Les prémices de l'affaire
Le 31 juillet 1672, Jean-Baptiste Godin de Saint-Croix est retrouvé mort à son domicile. Il s’agit d’une mort naturelle mais diverses fioles et une cassette sont retrouvées lors de l’inventaire après décès. Cette cassette contient neuf lettres de sa maîtresse, la marquise de Brinvilliers, au contenu plus que sulfureux : elle y affirme avoir empoisonné son père, Dreux d’Aubray, lieutenant civil du Châtelet de Paris, en 1666 ainsi que ses deux frères, respectivement lieutenant civil du Châtelet et conseiller au Parlement de Paris, en 1670.
La cassette renferme également une reconnaissance de dette de Godin de Sainte-Croix envers Louis Reich de Pennautier, receveur général du clergé, autrement dit grand argentier de l’Église de France, et ami de Colbert. Le contenu des fioles est analysé par un apothicaire, il s’agit de poisons virulents laissant peu de traces dans l’organisme.
Entre temps, la marquise de Brinvilliers a eu vent de la découverte de la cassette et s’est enfuie à Londres. L’affaire est dès le départ suivie de très près au plus haut sommet de l’État, les personnages cités étant des personnalités importantes. Louvois, ministre de la Guerre de Louis XIV, ne tarde pas à s’intéresser à l’affaire et ordonne à son lieutenant général de police, Nicolas de La Reynie, de tout faire pour arrêter la marquise en fuite à l’étranger. Ce dernier se voit attribuer les pleins pouvoirs pour mener l’enquête. En effet, Louvois souhaite que le lien soit fait entre la fugitive et Pennautier afin d’impliquer son grand rival Colbert, principal ministre du Roi Soleil.

> **CONSIGNE**
D'après le texte sur la marquise de Brinvilliers, qui Louvois charge-t-il de tout faire pour arrêter la marquise en fuite ? Les données n'ont aucun rôle à jouer dans ce travail.

> **DONNÉES RÉPERTORIÉES**

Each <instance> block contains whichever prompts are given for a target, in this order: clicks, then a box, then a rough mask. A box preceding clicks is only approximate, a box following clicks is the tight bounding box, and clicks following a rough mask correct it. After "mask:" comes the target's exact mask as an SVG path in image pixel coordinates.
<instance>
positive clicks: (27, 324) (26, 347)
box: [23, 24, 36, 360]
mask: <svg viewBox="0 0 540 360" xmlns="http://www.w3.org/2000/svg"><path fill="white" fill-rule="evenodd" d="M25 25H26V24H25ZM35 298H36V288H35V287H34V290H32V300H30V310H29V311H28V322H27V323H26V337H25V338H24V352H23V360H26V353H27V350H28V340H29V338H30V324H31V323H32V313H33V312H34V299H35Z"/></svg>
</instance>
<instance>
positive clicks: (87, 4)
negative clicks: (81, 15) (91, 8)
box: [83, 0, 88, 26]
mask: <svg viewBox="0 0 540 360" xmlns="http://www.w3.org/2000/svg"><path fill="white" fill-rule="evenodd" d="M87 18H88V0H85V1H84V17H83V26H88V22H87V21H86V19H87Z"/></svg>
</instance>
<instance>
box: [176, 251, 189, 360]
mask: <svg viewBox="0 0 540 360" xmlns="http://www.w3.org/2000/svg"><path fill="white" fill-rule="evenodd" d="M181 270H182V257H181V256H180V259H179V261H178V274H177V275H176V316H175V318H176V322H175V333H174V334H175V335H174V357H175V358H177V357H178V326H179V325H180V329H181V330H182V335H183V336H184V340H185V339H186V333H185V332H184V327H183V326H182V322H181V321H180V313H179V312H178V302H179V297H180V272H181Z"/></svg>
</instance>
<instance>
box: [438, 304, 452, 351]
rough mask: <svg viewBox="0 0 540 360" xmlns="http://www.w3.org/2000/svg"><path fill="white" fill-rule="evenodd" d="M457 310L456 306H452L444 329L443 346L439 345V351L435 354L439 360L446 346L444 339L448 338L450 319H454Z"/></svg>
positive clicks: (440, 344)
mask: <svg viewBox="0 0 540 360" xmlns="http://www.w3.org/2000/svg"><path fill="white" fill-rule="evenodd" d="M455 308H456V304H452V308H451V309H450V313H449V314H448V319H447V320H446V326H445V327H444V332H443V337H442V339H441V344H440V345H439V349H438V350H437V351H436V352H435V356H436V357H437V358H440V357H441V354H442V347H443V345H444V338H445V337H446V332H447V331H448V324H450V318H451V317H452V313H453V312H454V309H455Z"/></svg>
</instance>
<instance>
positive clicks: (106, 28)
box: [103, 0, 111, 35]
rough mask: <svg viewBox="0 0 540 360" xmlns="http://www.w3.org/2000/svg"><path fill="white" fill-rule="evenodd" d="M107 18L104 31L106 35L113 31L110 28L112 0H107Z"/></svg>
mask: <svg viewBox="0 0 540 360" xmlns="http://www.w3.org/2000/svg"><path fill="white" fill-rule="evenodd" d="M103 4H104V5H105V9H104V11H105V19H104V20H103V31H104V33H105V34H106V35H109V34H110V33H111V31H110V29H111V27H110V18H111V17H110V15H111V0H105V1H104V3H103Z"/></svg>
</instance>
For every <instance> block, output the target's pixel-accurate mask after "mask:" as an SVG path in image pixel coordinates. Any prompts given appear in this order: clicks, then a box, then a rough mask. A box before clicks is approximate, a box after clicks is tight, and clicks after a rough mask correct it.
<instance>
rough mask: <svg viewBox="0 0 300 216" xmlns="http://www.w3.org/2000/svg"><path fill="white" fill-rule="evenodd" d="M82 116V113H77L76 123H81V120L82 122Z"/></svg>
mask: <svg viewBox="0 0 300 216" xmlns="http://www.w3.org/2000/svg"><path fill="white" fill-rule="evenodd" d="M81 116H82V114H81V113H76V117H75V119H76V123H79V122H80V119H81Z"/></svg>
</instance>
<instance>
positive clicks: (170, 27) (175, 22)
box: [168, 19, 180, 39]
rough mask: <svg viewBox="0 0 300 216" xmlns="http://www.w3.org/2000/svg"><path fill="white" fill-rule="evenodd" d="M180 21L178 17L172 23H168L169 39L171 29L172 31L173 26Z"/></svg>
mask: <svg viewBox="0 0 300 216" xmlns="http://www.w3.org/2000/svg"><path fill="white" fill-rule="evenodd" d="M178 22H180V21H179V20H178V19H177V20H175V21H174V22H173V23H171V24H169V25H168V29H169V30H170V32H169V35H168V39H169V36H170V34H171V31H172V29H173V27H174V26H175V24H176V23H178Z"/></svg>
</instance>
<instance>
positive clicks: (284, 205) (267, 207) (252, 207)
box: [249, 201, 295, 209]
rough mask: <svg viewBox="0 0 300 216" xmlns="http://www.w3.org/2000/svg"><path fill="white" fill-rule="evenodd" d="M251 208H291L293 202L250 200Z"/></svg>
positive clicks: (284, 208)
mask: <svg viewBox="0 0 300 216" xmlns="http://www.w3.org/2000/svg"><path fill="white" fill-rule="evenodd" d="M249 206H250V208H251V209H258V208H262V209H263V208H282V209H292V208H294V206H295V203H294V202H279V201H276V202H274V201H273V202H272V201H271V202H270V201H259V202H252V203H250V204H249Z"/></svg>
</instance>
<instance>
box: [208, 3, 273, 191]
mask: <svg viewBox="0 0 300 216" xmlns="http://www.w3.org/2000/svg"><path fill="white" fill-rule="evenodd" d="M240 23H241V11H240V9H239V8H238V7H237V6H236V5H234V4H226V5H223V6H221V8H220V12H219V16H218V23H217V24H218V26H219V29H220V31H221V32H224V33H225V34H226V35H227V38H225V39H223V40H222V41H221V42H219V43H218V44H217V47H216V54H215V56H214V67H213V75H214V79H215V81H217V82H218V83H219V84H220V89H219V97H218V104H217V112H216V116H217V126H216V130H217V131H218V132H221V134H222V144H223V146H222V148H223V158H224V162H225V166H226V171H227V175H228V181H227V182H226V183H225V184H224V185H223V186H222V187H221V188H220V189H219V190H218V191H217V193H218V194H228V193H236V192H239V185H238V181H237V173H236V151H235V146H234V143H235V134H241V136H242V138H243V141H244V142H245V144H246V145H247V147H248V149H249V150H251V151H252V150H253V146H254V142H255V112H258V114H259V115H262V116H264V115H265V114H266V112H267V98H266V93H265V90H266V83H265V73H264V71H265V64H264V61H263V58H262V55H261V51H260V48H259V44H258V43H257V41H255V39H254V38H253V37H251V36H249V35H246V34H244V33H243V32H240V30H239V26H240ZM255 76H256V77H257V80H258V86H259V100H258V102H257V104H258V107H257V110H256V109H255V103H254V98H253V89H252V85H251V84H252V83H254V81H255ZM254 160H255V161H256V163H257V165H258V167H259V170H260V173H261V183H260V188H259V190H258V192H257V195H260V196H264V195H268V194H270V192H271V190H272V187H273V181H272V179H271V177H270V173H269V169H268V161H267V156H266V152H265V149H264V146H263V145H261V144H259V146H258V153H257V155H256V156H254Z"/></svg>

> **RÉPONSE ATTENDUE**
Il en charge son lieutenant général de police, Nicolas de La Reynie.